#### Document extract
Document Type

Honors Project

Publication Date

5-29-2019

Abstract

This project sets out to understand how Jane Austen's House Museum and Chawton House have told the stories of Jane Austen and British heritage over the course of the past 72 years. The two houses are nine minutes apart by foot, a walk taken regularly by Austen herself from her home at Chawton Cottage (now the Museum) to her brother’s home down the road (Chawton House). However, since the Museum’s establishment in 1947 and the House’s founding in 2003, the two houses have remained separate nonprofit cultural institutions with distinct purposes: the Museum preserves Austen’s home and legacy, and the House is primarily an early women’s writers research library.
########
#### Available data
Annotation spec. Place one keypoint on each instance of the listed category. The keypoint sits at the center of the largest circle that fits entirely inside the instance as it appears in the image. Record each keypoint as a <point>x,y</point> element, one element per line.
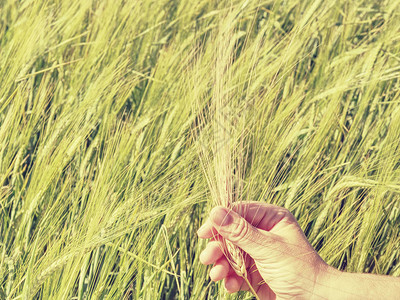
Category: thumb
########
Set exercise
How would you translate this sentence from the abstract on Jane Austen's House Museum and Chawton House into Spanish: "The two houses are nine minutes apart by foot, a walk taken regularly by Austen herself from her home at Chawton Cottage (now the Museum) to her brother’s home down the road (Chawton House)."

Task answer
Las dos casas están a nueve minutos a pie la una de la otra, un paseo que la propia Austen hacía con regularidad desde su hogar en Chawton Cottage (ahora el Museo) hasta la casa de su hermano, calle abajo (Chawton House).